─── Text segment ───
Hurricane Deductible Cash Checker

See your out-of-pocket cash before insurance pays after a storm

Deductible type

A percent of your dwelling Coverage A limit (common for hurricane deductibles).

The dwelling limit on your policy declarations page.

Often 1 to 10 percent for named-storm or hurricane coverage.

Deductible already met this season, if your state allows a calendar-year credit. Leave blank if unsure.

Enter your deductible details and an estimated repair cost to see your out-of-pocket cash exposure before insurance pays.

About the hurricane deductible cash checker

The hurricane deductible cash checker turns your policy details into the number that matters most after a storm: how much you would pay out of pocket before your insurer pays anything. Many coastal policies use a percentage hurricane or windstorm deductible, set as a percent of your dwelling Coverage A limit rather than a flat dollar amount, so the real cost can be far larger than the small flat deductible you are used to. Enter your Coverage A, choose a percentage or flat deductible, add any prior deductible credit, and a repair estimate, and the checker shows your deductible in dollars, what is left to meet, your cash exposure, and the estimated insurer payment, all on one screen.

It runs entirely in your browser, needs no sign-up, and keeps no record of the figures you enter. It is a planning estimate, not insurance, legal, or financial advice, and every result links to an official state-insurance-department guide with the date that wording was reviewed so you can confirm the rules for your state, insurer, and policy.

How to use

  1. Choose your deductible type: a percentage of Coverage A, or a flat dollar amount.
  2. For a percentage deductible, enter your dwelling Coverage A limit and the hurricane deductible percent from your policy. For a flat deductible, enter the dollar amount.
  3. If your state allows a calendar-year deductible credit and you already met part of it this season, enter that prior credit. Leave it blank if you are not sure.
  4. Enter your estimated repair cost.
  5. Select Check cash exposure to see your deductible in dollars, the amount still owed, your out-of-pocket cash, and the estimated insurer payment.

Worked examples

2% of $300,000 = $6,000 deductible

A 2 percent hurricane deductible on a $300,000 dwelling limit is $6,000, so on a $40,000 repair you would pay about $6,000 and your insurer about $34,000.
─── Data extract ───
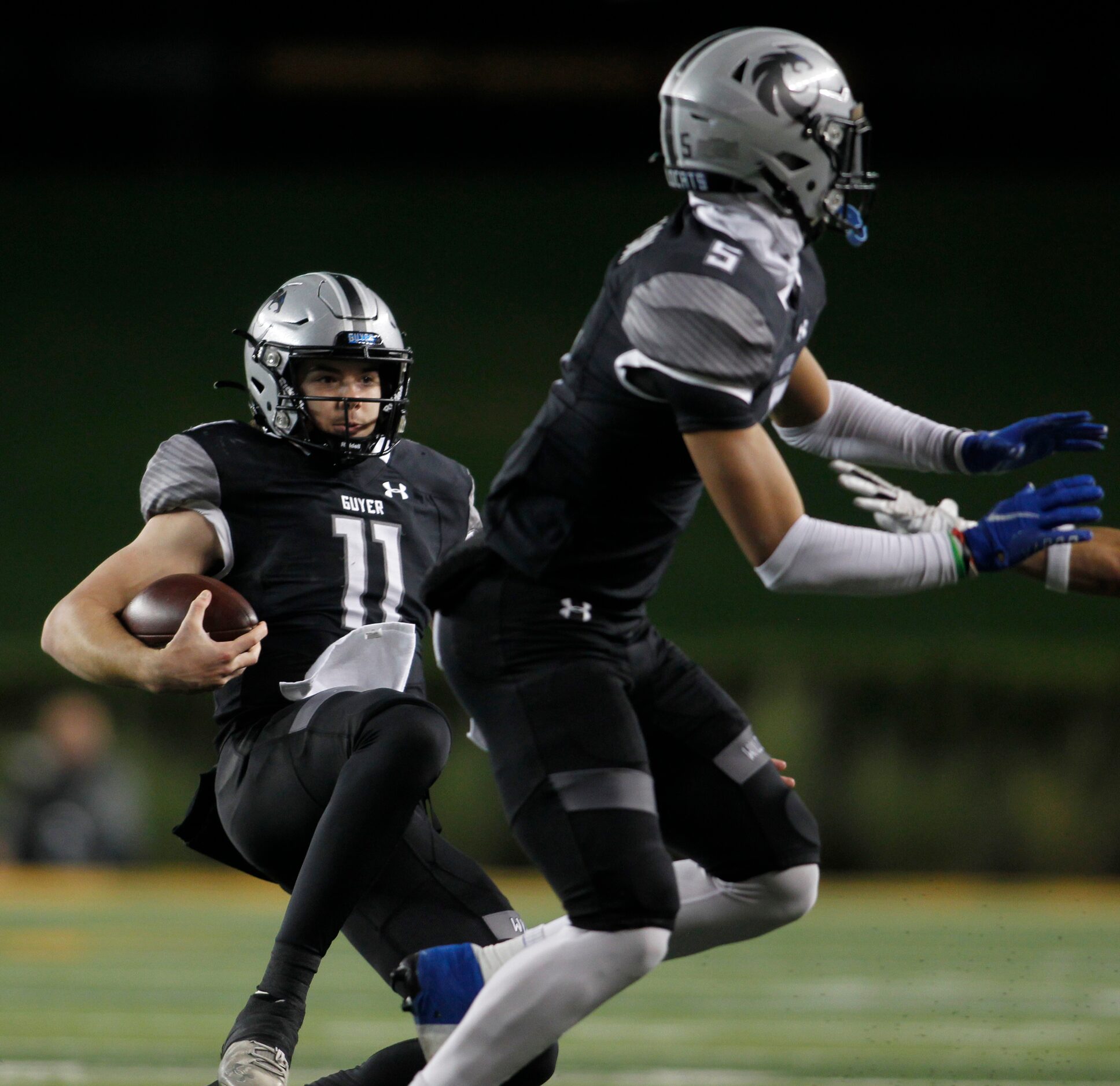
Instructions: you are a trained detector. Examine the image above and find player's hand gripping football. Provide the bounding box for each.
[962,475,1104,573]
[829,460,975,535]
[961,411,1109,475]
[147,591,268,693]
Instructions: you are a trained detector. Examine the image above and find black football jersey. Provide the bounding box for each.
[484,204,824,605]
[140,422,478,737]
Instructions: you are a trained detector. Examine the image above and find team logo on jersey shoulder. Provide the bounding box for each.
[560,596,591,622]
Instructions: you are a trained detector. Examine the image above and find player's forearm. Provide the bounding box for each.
[774,381,969,472]
[42,593,158,690]
[684,427,964,596]
[755,516,966,596]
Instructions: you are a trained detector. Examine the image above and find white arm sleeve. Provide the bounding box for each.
[1046,537,1073,592]
[755,514,960,596]
[774,381,971,471]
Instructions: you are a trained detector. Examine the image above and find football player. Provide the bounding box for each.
[43,272,555,1086]
[829,460,1120,596]
[389,28,1104,1086]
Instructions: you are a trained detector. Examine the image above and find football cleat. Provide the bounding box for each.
[213,1041,288,1086]
[390,943,485,1060]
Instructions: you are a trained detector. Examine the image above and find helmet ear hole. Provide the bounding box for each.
[774,151,811,170]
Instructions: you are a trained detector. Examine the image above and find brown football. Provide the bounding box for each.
[121,573,256,648]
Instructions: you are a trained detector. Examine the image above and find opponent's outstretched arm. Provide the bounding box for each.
[773,349,1108,474]
[42,509,268,692]
[683,426,1103,594]
[830,460,1120,596]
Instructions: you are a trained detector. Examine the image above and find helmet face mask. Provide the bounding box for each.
[661,27,877,244]
[243,272,412,466]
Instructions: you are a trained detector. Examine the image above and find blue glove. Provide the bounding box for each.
[961,411,1109,475]
[961,475,1104,573]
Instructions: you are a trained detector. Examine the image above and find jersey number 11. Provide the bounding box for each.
[331,515,404,629]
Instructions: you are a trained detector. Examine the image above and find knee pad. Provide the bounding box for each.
[750,863,821,927]
[354,704,451,784]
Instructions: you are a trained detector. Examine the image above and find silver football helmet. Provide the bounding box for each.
[237,272,412,463]
[661,27,878,245]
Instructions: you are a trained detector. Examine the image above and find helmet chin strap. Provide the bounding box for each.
[841,204,867,249]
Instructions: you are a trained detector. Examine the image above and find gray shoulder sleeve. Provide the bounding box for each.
[467,476,482,540]
[140,433,233,577]
[622,272,774,387]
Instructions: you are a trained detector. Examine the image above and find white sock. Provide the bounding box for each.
[412,918,669,1086]
[475,860,820,982]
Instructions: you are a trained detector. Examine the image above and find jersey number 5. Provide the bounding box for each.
[330,515,404,629]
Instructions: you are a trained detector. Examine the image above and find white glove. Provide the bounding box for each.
[829,460,977,535]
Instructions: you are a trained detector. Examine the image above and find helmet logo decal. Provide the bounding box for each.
[751,49,822,120]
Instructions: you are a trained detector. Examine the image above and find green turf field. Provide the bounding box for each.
[0,869,1120,1086]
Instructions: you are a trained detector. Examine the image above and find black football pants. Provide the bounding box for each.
[215,690,555,1086]
[437,564,820,930]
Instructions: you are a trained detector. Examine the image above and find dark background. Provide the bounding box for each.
[0,3,1120,871]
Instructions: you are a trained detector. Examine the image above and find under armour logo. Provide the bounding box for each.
[560,596,591,622]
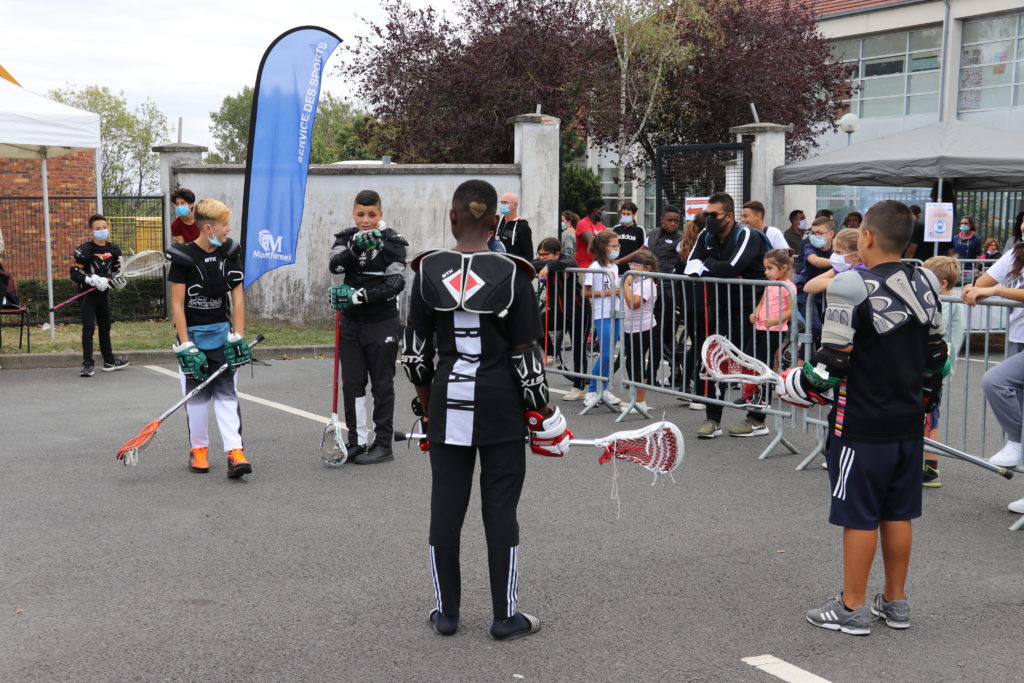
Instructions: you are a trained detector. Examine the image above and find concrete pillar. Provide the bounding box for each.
[153,142,207,244]
[499,114,561,246]
[729,123,790,229]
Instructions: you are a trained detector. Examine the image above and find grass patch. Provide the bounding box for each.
[0,321,334,355]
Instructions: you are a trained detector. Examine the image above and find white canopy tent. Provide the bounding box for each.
[0,78,103,339]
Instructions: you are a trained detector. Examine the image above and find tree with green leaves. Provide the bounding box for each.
[207,85,378,164]
[48,85,170,196]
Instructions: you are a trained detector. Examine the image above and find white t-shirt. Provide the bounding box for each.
[765,225,790,250]
[985,251,1024,344]
[584,261,618,319]
[623,276,657,334]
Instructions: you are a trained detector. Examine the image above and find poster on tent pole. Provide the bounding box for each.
[925,202,953,242]
[241,26,341,289]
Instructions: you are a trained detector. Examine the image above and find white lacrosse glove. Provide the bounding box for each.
[526,408,572,458]
[85,275,111,292]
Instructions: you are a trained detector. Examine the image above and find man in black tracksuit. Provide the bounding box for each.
[71,213,128,377]
[685,193,768,438]
[330,189,409,465]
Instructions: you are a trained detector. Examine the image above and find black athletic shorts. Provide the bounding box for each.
[826,434,924,530]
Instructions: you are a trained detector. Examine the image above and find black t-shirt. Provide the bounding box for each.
[167,242,243,328]
[611,223,647,274]
[408,253,544,445]
[829,263,930,443]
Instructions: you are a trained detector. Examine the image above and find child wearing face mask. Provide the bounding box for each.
[804,227,864,294]
[71,213,128,377]
[583,230,622,405]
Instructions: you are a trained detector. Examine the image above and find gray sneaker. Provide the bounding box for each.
[807,595,871,636]
[871,593,910,629]
[697,420,722,438]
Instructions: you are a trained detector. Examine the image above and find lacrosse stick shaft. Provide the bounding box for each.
[158,335,265,422]
[925,438,1014,479]
[49,287,96,313]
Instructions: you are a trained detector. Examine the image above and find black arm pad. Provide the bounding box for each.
[509,344,548,411]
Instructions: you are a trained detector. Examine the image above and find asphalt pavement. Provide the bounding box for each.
[0,359,1024,682]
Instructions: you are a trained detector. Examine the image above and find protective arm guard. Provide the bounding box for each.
[509,343,548,411]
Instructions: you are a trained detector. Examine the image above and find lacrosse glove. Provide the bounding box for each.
[352,228,384,254]
[85,275,111,292]
[171,341,209,382]
[525,408,572,458]
[224,332,253,370]
[331,284,367,310]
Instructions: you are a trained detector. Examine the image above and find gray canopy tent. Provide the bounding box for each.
[774,121,1024,191]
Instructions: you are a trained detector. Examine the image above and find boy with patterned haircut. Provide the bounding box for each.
[401,180,578,640]
[778,200,948,636]
[71,213,128,377]
[164,199,253,479]
[330,189,409,465]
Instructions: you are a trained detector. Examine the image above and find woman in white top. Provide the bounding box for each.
[583,230,621,405]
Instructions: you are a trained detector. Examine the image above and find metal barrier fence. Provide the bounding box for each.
[797,286,1024,530]
[0,197,167,325]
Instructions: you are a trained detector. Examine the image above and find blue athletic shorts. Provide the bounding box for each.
[825,434,924,530]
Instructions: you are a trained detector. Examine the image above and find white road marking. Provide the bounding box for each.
[742,654,828,683]
[146,366,333,429]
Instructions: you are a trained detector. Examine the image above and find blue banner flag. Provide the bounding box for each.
[242,26,341,289]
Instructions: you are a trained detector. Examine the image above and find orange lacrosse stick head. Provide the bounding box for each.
[117,418,160,465]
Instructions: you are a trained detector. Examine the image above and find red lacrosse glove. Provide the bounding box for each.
[525,408,572,458]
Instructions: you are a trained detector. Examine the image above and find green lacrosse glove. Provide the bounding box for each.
[331,284,367,310]
[171,341,209,382]
[224,332,253,370]
[352,228,384,252]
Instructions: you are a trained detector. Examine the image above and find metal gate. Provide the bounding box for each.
[654,142,751,216]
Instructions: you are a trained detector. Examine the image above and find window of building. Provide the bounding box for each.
[958,13,1024,112]
[831,26,942,118]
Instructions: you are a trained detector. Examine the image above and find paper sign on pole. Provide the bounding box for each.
[683,197,711,220]
[925,202,953,242]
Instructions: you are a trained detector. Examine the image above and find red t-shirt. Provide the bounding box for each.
[171,216,199,242]
[575,218,607,268]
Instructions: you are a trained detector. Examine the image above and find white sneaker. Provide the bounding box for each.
[988,441,1024,467]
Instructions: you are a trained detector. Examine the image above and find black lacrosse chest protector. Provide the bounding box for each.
[410,250,543,445]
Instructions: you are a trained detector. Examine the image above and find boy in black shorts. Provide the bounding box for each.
[401,180,573,640]
[779,201,948,636]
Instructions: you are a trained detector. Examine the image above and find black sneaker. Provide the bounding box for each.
[352,443,394,465]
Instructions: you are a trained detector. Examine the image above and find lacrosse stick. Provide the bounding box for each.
[700,335,781,384]
[321,310,348,467]
[394,422,685,474]
[49,251,167,313]
[117,335,264,465]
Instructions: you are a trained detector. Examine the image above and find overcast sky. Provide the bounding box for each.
[0,0,454,151]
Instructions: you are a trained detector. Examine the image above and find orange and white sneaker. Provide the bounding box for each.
[227,449,253,479]
[188,447,210,473]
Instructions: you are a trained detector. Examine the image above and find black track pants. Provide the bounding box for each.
[430,441,526,618]
[341,314,401,447]
[82,292,114,366]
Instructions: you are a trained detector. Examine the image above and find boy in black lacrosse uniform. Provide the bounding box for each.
───
■ **Instruction A**
On the hurricane deductible checker page, what percentage range is typical for named-storm or hurricane deductibles?
■ **Instruction B**
List every result that the hurricane deductible checker page says the tool shows after you enter your details.
■ **Instruction C**
Continue the hurricane deductible checker page from where it stops.

■ **Response A**
Often 1 to 10 percent.

■ **Response B**
- Your deductible in dollars
- The amount still left to meet
- Your out-of-pocket cash exposure
- The estimated insurer payment

■ **Response C**
5% of $400,000 = $20,000 deductible

A 5 percent deductible on a $400,000 home is $20,000. A percentage deductible scales with your dwelling limit, which is why it can dwarf a typical flat deductible.

Repair below the deductible = $0 from insurer

If your $6,000 deductible is more than a $4,500 repair, you pay the full repair and your insurer pays nothing, so small claims are often not worth filing.

Frequently asked questions

What is a percentage hurricane deductible?
It is a deductible set as a percent of your dwelling Coverage A limit instead of a flat dollar amount. For example, a 2 percent deductible on a $300,000 dwelling limit is $6,000. It usually applies only to damage from a named storm, hurricane, or windstorm, depending on your policy.
Why is my hurricane deductible so much higher than my normal deductible?
Because it is tied to your home's insured value rather than a fixed amount. A flat all-perils deductible might be $1,000, while a 2 to 5 percent hurricane deductible on the same home can be several thousand to tens of thousands of dollars.
What is a prior deductible credit?
Some states let you apply amounts you already paid toward a hurricane or windstorm deductible earlier in the same calendar year, so you do not pay the full deductible twice in one season. If that applies to you and you have already met part of it, enter that amount as the prior credit. Rules vary by state, so confirm with your insurer.
Does the insurer pay the rest of my repair?
On a covered claim, your insurer generally pays the covered repair cost above your remaining deductible, up to your policy limits. This checker estimates that amount, but your actual payment depends on coverage, limits, exclusions, and the adjuster's assessment.
Is this insurance or financial advice?
No. This tool is a planning estimate only. Hurricane, windstorm, and named-storm deductibles, calendar-year credits, and the storms that trigger them vary by state, insurer, and policy. Confirm the details on your policy declarations page and with your state insurance department before you act.
Are the numbers I enter stored anywhere?
No. The calculation happens in your browser, and the Coverage A, deductible, credit, and repair figures you enter are not saved or sent to a server.
Does it work on mobile?
Yes. The checker is built to work on phones and desktops, so you can run the numbers from a declarations page on your phone before a storm.

Use this again tomorrow

Save this page so it's one tap away when you need a quick result.

Bookmark this tool

Take a 2-minute brain break.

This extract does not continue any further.